**Given instruction**
Switch every "A single dot" in the lines below to "One dot", then write the lines out again with nothing else changed.

[Location identification entries]
* Start *

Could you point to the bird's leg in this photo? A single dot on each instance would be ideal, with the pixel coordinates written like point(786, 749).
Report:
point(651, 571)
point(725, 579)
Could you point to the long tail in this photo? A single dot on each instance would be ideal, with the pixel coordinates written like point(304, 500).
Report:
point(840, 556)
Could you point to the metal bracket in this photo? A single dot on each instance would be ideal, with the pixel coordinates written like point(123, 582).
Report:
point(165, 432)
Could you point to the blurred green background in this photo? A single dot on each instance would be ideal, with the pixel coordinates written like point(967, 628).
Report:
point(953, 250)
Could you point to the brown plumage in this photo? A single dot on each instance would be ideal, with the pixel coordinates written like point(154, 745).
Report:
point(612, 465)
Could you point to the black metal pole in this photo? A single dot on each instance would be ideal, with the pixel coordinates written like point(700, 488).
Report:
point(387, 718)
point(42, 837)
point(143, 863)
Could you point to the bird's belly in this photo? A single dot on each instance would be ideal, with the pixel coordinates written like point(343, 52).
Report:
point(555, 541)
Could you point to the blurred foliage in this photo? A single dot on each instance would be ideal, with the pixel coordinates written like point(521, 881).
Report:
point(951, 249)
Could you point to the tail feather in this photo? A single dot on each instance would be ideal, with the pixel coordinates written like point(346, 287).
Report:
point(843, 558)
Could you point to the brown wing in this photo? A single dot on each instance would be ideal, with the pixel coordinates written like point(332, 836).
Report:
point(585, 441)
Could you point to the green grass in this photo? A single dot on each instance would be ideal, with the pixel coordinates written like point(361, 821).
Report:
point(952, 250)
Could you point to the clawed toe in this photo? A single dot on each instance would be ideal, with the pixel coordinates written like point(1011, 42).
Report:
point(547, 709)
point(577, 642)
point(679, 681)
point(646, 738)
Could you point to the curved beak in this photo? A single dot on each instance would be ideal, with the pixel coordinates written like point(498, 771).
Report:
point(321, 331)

* End *

**Answer to this exercise**
Could you point to the bird's leg in this photo? One dot on each instance would be ideal, with the pixel coordinates written like point(786, 749).
Report:
point(651, 571)
point(725, 579)
Could you point to the long tail in this photo? One dot on each instance would be ideal, with the pixel coordinates written like point(304, 500).
Report:
point(840, 556)
Could you point to the metal bracket in this photo? One dot on each instance would be ideal, with the pixel coordinates written like point(123, 582).
Report:
point(165, 432)
Could you point to the blurred green background in this photo? One dot on each instance would be ideal, with the pixel coordinates written like point(967, 628).
Report:
point(953, 250)
Could you point to the brown plumage in this photo? One dot on each instance would be ideal, with the pixel coordinates written like point(154, 745).
Report:
point(612, 465)
Could you point to the black metal pole in this photo? One dot on each instance would be ideal, with the pixel coordinates written like point(700, 488).
Report:
point(387, 718)
point(42, 837)
point(143, 863)
Could you point to the bird's belly in this photo? One dot on each instance would be ideal, with the pixel coordinates written like point(343, 52).
Report:
point(555, 541)
Could you point to the blurred foliage in this photo? One dot on each instance would be ideal, with the pixel coordinates written like point(521, 881).
Report:
point(951, 249)
Could you point to the tail feather in this photo? One dot on each instance would be ideal, with the pixel coordinates written like point(346, 287).
Report:
point(843, 558)
Could you point to the brown wing in this photo? One dot on each instance would be ideal, with the pixel coordinates written like point(332, 836).
Report:
point(585, 441)
Could you point to the green grass in this photo? One dot on each instance would be ideal, with the pixel coordinates written like point(361, 821).
Report:
point(952, 250)
Could you point to the clawed toe in this photo? One dot on each instance would be ideal, with the pixel coordinates written like point(1011, 42).
Report:
point(547, 709)
point(577, 642)
point(679, 681)
point(646, 738)
Could you point to the curved beak in this photo? One dot on each instance would be ideal, with the pixel coordinates written like point(498, 771).
Report:
point(321, 331)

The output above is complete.